# start of ARTICLE

The Metropolitan Correctional Center, San Diego (MCC San Diego) is a United States federal administrative detention facility in California which holds male and female prisoners of all security levels. It is operated by the Federal Bureau of Prisons, a division of the United States Department of Justice.

Most prisoners held at MCC San Diego have pending cases in the United States District Court for the Southern District of California. MCC San Diego also holds prisoners serving brief sentences. MCC San Diego is an administrative facility designed to house federal prisoners of all security levels, including both male and female offenders. The building is 23 stories and can house 1,300 inmates.

History
MCC San Diego opened in December 1974 and represented the first shift within the Bureau of Prisons to a new generation of high-rise prison buildings, along with MCC New York and MCC Chicago.

Notable incidents
On March 18, 2011, the office of Laura E. Duffy, the US Attorney for the Southern District of California, announced that Brandon McKinney, a former correctional officer at MCC San Diego, had been indicted on suspicion of having sexual relations with a female inmate while on duty on July 20, 2010. Since sexual relationships between prison staff and inmates are prohibited by law regardless of consent, McKinney was terminated and charged with assault. McKinney subsequently pleaded guilty and was sentenced to 10 months in prison on August 10, 2012.

# end of ARTICLE

**SHORT EXERCISE A**
In the article on MCC San Diego, does each statement below agree with the text? Answer yes or no for each and quote the words that decide it.
(i) MCC San Diego holds only male prisoners.
(ii) The Federal Bureau of Prisons operates MCC San Diego.
(iii) Brandon McKinney was sentenced to two years in prison.
**SHORT EXERCISE B**
Answer these questions from the article on MCC San Diego:
(i) How many stories tall is the building?
(ii) Which two other facilities does the article name with MCC San Diego as the first shift to high-rise prison buildings?
(iii) On what date did the US Attorney's office announce McKinney's indictment?
**SHORT EXERCISE C**
Write out the part of the article on MCC San Diego from "Most prisoners held" to "house 1,300 inmates.".

# start of RECORD LIST

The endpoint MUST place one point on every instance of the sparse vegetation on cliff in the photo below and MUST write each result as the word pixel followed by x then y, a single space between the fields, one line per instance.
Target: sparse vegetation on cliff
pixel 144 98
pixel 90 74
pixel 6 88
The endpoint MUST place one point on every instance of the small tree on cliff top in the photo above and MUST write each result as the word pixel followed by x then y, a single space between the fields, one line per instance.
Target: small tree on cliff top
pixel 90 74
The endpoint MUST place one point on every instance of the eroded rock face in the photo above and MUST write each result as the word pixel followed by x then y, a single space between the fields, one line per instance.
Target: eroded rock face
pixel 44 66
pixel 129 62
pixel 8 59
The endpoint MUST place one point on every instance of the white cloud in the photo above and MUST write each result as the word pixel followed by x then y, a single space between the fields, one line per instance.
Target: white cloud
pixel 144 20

# end of RECORD LIST

**COMPLETE OUTPUT A**
(i) No: "holds male and female prisoners of all security levels"
(ii) Yes: "It is operated by the Federal Bureau of Prisons"
(iii) No: "was sentenced to 10 months in prison on August 10, 2012"

**COMPLETE OUTPUT B**
(i) 23 stories
(ii) MCC New York and MCC Chicago
(iii) March 18, 2011

**COMPLETE OUTPUT C**
Most prisoners held at MCC San Diego have pending cases in the United States District Court for the Southern District of California. MCC San Diego also holds prisoners serving brief sentences. MCC San Diego is an administrative facility designed to house federal prisoners of all security levels, including both male and female offenders. The building is 23 stories and can house 1,300 inmates.